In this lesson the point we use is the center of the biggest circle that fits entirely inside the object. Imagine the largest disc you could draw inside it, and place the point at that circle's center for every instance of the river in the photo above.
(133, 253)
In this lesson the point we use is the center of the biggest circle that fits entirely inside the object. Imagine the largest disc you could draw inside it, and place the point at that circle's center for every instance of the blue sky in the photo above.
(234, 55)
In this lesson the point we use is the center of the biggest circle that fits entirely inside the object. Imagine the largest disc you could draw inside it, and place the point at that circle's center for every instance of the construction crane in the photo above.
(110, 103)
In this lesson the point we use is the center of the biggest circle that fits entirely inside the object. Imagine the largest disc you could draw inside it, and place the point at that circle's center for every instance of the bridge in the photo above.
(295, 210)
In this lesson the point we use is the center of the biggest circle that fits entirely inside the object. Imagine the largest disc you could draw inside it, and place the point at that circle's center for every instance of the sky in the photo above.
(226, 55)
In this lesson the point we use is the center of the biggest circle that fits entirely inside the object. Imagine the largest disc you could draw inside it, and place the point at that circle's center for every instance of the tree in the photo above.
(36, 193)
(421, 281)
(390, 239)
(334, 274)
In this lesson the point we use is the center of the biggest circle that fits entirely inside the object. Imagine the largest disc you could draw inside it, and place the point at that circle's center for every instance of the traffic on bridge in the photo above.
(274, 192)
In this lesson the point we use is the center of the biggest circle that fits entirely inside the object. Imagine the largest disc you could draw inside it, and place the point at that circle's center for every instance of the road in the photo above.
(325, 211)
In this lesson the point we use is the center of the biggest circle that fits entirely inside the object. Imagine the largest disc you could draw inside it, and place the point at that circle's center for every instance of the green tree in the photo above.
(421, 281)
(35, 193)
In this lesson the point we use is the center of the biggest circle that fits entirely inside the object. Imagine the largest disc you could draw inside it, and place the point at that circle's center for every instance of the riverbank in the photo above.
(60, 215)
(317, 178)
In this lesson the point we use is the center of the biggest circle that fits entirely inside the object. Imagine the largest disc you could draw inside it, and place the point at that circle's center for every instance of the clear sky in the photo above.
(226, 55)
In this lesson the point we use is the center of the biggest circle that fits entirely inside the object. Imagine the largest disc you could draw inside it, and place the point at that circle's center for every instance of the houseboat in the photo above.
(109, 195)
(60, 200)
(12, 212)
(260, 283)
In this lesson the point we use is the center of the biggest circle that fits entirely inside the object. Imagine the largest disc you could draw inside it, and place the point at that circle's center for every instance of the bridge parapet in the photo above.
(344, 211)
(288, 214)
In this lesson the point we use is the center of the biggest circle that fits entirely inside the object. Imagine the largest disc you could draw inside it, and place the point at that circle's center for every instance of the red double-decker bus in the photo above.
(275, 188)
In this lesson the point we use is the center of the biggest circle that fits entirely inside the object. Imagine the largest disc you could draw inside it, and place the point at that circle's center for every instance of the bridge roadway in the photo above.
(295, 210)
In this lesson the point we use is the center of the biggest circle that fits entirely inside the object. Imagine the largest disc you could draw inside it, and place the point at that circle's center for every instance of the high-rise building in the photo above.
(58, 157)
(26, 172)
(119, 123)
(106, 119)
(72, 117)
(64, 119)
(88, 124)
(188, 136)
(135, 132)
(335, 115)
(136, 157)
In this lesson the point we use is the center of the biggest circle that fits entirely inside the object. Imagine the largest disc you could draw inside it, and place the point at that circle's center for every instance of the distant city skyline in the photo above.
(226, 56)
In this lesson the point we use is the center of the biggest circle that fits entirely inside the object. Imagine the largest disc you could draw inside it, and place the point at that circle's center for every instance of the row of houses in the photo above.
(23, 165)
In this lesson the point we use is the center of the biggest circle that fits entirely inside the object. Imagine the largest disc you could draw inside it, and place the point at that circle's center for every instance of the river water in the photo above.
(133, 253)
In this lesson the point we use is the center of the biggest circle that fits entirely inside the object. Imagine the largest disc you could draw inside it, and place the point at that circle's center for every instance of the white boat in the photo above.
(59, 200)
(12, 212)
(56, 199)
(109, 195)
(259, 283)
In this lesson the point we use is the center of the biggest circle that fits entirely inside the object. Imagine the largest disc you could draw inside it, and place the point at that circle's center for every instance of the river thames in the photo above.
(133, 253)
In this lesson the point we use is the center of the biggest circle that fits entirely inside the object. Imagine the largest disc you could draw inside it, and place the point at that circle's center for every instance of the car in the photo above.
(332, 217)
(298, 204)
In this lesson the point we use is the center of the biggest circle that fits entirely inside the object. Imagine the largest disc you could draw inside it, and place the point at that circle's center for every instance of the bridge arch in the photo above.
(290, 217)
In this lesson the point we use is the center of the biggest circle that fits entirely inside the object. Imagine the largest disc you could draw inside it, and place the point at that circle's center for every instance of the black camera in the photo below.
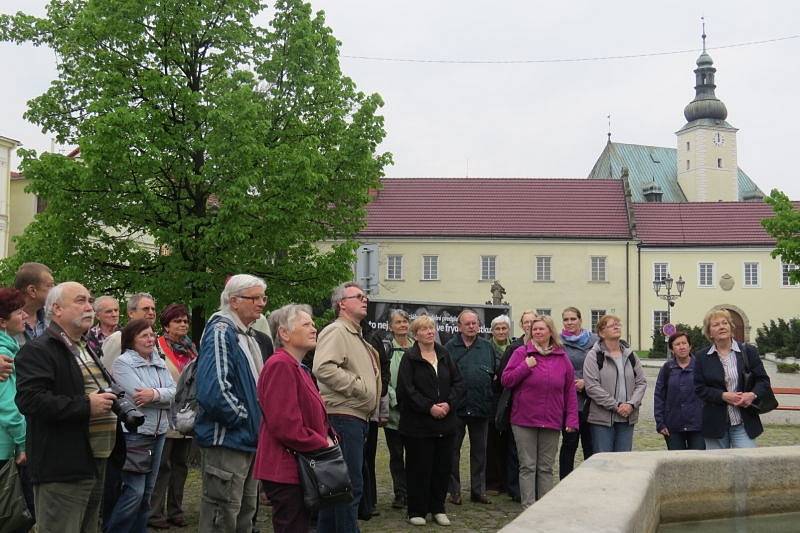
(125, 410)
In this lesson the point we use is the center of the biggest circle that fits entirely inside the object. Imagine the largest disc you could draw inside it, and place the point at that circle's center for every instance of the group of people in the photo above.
(87, 410)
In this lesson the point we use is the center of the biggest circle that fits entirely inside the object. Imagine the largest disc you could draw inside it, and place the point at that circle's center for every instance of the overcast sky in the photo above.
(535, 119)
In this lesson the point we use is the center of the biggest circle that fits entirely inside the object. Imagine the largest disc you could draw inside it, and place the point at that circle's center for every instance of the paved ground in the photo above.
(486, 518)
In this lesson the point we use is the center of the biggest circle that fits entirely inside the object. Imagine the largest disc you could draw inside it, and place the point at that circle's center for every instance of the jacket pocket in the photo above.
(217, 485)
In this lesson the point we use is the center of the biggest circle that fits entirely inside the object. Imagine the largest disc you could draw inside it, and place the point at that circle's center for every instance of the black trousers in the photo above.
(397, 465)
(289, 515)
(569, 446)
(428, 461)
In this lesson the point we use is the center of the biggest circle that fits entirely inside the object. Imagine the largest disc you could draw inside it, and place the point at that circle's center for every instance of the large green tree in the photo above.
(785, 228)
(208, 146)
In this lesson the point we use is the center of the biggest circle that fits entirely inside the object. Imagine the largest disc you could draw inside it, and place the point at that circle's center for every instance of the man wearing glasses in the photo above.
(348, 372)
(229, 416)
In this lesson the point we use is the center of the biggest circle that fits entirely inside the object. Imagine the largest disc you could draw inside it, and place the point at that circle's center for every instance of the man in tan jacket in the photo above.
(348, 373)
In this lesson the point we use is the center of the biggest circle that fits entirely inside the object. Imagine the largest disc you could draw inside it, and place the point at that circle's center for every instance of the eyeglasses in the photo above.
(361, 297)
(254, 299)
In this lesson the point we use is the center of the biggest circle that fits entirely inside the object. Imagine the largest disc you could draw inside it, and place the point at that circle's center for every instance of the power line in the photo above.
(564, 59)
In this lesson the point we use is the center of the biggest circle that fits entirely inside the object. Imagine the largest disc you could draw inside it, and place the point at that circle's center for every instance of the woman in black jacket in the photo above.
(429, 389)
(728, 420)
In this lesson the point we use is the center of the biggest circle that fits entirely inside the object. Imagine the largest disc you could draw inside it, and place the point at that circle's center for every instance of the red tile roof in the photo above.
(498, 207)
(703, 224)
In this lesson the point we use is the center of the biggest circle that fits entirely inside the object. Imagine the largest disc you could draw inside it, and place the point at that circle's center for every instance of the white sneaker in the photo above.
(441, 519)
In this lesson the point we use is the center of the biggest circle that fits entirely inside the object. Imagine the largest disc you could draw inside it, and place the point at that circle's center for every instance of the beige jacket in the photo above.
(347, 370)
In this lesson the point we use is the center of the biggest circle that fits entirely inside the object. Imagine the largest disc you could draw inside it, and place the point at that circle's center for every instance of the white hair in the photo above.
(236, 285)
(501, 319)
(285, 317)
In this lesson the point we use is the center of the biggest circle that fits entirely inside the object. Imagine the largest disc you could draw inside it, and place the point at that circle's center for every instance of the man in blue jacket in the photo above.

- Work to do -
Give all of the rows above as a JSON list of strings, one string per line, with blank lines omitted and the pictures left out.

- Task response -
[
  "In this lesson the point we use is the center of the biggest circle that fits entirely inside the object. Imagine the largest disc you could draw inside it, and place the point at that circle's center for every instance of the river in the photo above.",
  "(133, 253)",
  "In this lesson the point we use is the center of the biggest circle that fits entirely inside the object. Imagine the largest disc you could draw inside it, and place the point at that circle's center for every instance of the blue sky in the photo above.",
  "(234, 55)",
  "In this lesson the point we use is the center of the biggest circle that fits entirely inside the object. Imagine the largest disc you could draw inside it, and place the point at that circle's center for every instance of the construction crane in the photo above.",
  "(110, 103)",
  "In this lesson the point we use is the center of the biggest circle that fits entirely inside the object. Imagine the largest disc you could draw inside it, and place the point at that circle's center for every instance of the bridge in the photo above.",
  "(295, 210)",
  "In this lesson the point we use is the center of the biggest circle that fits entirely inside the object. Imagine the largest disc you could draw inside it, and place the point at that circle's center for every instance of the sky in the photo above.",
  "(226, 55)",
  "In this lesson the point we use is the center of the biggest circle that fits entirely inside the object. Imagine the largest disc you could draw inside it, and place the point at that circle's center for every instance of the tree in the photo above.",
  "(36, 193)",
  "(421, 281)",
  "(390, 239)",
  "(334, 274)",
  "In this lesson the point we use is the center of the biggest circle that fits entirely inside the object. Imagine the largest disc you could draw inside it, and place the point at that circle's center for every instance of the traffic on bridge in the photo above.",
  "(274, 192)",
  "In this lesson the point we use is the center of the biggest circle that fits entirely inside the object. Imagine the largest disc you could draw inside it, and place the point at that circle's center for every instance of the road in the photo above.",
  "(325, 211)",
  "In this lesson the point we use is the center of the biggest circle that fits entirely inside the object. Imagine the largest disc you could draw inside it, and place the point at that circle's center for every instance of the green tree in the photo above.",
  "(421, 281)",
  "(35, 193)",
  "In this lesson the point we use is the center of the biggest circle that fits entirely inside the object. Imagine the largest disc you could draw inside it, and place the point at that circle's center for every instance of the riverbank in the photo above.",
  "(60, 215)",
  "(317, 178)",
  "In this lesson the point we use is the center of the biggest circle that fits entirely inside the object. Imagine the largest disc you could draw inside it, and place the point at that circle's center for every instance of the clear sky in the photo above.",
  "(226, 55)",
  "In this lesson the point we use is the center of the biggest circle that fits entirely inside the object. Imagine the largest disc you could draw inside it, and place the point at that circle's center for every instance of the houseboat in the photo above.",
  "(109, 195)",
  "(60, 200)",
  "(12, 212)",
  "(260, 283)",
  "In this lesson the point we use is the center of the biggest circle that fits entirely inside the object. Imagine the largest disc you could draw inside it, and place the point at that circle's center for every instance of the bridge parapet in the photo above.",
  "(344, 211)",
  "(288, 214)",
  "In this lesson the point we use is the center of the biggest circle that fits entirely inside the object. Imagine the largest disc you could draw inside it, and place the point at that circle's center for every instance of the red double-decker bus in the photo above.",
  "(275, 188)",
  "In this lesson the point we use is the center of the biggest circle that fits entirely inside the object. Imagine the largest disc you could draw inside it, and place the point at that circle's center for every instance of the bridge roadway in the photo above.",
  "(295, 210)",
  "In this lesson the point we use is the center of the biggest circle that fits entirely inside the object. Imagine the largest disc you could draw inside it, and place the point at that circle's center for every instance of the high-rise building in the photo above.",
  "(58, 157)",
  "(26, 172)",
  "(119, 123)",
  "(106, 119)",
  "(72, 117)",
  "(64, 119)",
  "(88, 124)",
  "(188, 136)",
  "(135, 132)",
  "(335, 115)",
  "(136, 157)",
  "In this lesson the point we use is the center of the biggest circle that fits entirely inside the object. Imagine the largest disc you could draw inside it, and place the point at that circle's center for every instance of the distant city skyline in the photo above.",
  "(226, 56)",
  "In this lesson the point we use is the center of the biggest circle that fits entirely inside the object. Imagine the largest disc you could draw inside it, and place the point at that circle's center for every instance of the row of houses in the photo above.",
  "(23, 165)",
  "In this lesson the point we use is the center of the biggest circle that fits entirely inside the object. Imagine the largest disc you could draw inside it, and place the point at that circle's center for every instance of the river water in the photo above.",
  "(133, 253)",
  "In this lesson the point we use is the center of the biggest circle that fits entirely inside the object. Imagine the largest disc you could draw inside it, and place the point at that circle's center for every instance of the white boat in the photo above.",
  "(59, 200)",
  "(12, 212)",
  "(56, 199)",
  "(109, 195)",
  "(259, 283)",
  "In this lesson the point we use is the center of the biggest circle that fits entirely inside the object. Imagine the largest disc you could draw inside it, and place the point at that circle's center for every instance of the river thames in the photo above.",
  "(133, 253)",
  "In this lesson the point we use is the center of the biggest circle that fits entirely inside the object. Imagine the largest disc you could draw inside it, and place the point at that circle's center for every instance of the car in the photo above.",
  "(332, 217)",
  "(298, 204)",
  "In this lesson the point we use is the center of the biggest circle that fits entirely inside the object. Imagine the largest disc you could draw inside it, and place the point at that circle's center for every instance of the bridge arch in the photo above.",
  "(290, 217)",
  "In this lesson the point we use is the center of the biggest circle that fits entirely inside the object. Imagine the largest disc you could draw inside it, and place the point at that circle's center for every instance of the black camera in the photo below.",
  "(125, 410)",
  "In this lesson the point we use is the center of the biggest circle that fits entirely inside the object. Imagine the largest disc you could draw inside it, and place the point at that circle's center for every instance of the group of people in the photo above.",
  "(87, 410)",
  "In this lesson the point we use is the center of the biggest circle that fits entirely inside the object. Imagine the largest disc you could draw inside it, and place the point at that circle's center for every instance of the overcast sky in the photo above.",
  "(535, 119)",
  "In this lesson the point we use is the center of the biggest circle that fits entirely inside the object. Imagine the largest disc you could draw inside it, and place the point at that circle's center for every instance of the paved ground in the photo above.",
  "(486, 518)",
  "In this lesson the point we use is the center of the biggest circle that fits entirely inside the object. Imagine the largest disc you could draw inside it, and place the point at that circle's center for every instance of the jacket pocket in the photo above.",
  "(217, 485)",
  "In this lesson the point we use is the center of the biggest circle that fits entirely inside the object. Imagine the largest disc you could draw inside it, and place the point at that circle's center for every instance of the black trousers in the photo above.",
  "(397, 465)",
  "(289, 515)",
  "(569, 446)",
  "(428, 461)",
  "In this lesson the point we use is the center of the biggest circle that fits entirely inside the object. Imagine the largest disc you could draw inside it, and place the point at that circle's center for every instance of the large green tree in the photo above.",
  "(785, 228)",
  "(208, 146)",
  "In this lesson the point we use is the center of the biggest circle that fits entirely inside the object. Imagine the largest disc you could draw inside it, and place the point at that circle's center for every instance of the man wearing glasses in the photo above.",
  "(348, 372)",
  "(229, 416)",
  "In this lesson the point we use is the center of the biggest circle that fits entirely inside the object. Imagine the largest disc you could draw inside it, and place the point at that circle's center for every instance of the man in tan jacket in the photo above.",
  "(348, 373)",
  "In this lesson the point we use is the center of the biggest circle that fits entirely inside the object. Imagine the largest disc you could draw inside it, and place the point at that circle's center for every instance of the eyeglasses in the photo above.",
  "(361, 297)",
  "(254, 299)",
  "In this lesson the point we use is the center of the biggest circle that fits entirely inside the object. Imagine the largest disc you could draw inside it, and place the point at that circle's center for every instance of the power line in the photo above.",
  "(564, 59)",
  "In this lesson the point we use is the center of the biggest circle that fits entirely inside the object. Imagine the largest disc you could draw inside it, and place the point at that circle's center for every instance of the woman in black jacket in the photo above.",
  "(429, 389)",
  "(728, 420)",
  "In this lesson the point we use is the center of the biggest circle that fits entirely inside the object. Imagine the largest disc you could draw inside it, and place the point at that circle's center for every instance of the red tile roof in the photo above.",
  "(498, 207)",
  "(703, 224)",
  "In this lesson the point we use is the center of the biggest circle that fits entirely inside the object. Imagine the largest disc you could draw inside it, and place the point at that circle's center for every instance of the white sneaker in the photo above.",
  "(441, 519)",
  "In this lesson the point we use is the center of the biggest circle that fits entirely inside the object. Imagine the largest disc you could draw inside it, and place the point at that circle's center for every instance of the beige jacket in the photo above.",
  "(347, 370)",
  "In this lesson the point we use is the center of the biggest circle that fits entirely inside the object. Imagine the largest disc you could draw inside it, and place the point at that circle's center for every instance of the white hair in the photo above.",
  "(236, 285)",
  "(501, 319)",
  "(285, 317)",
  "In this lesson the point we use is the center of the biggest circle that fits entirely inside the object. Imagine the largest disc you could draw inside it, and place the point at that circle's center for every instance of the man in blue jacket in the photo above."
]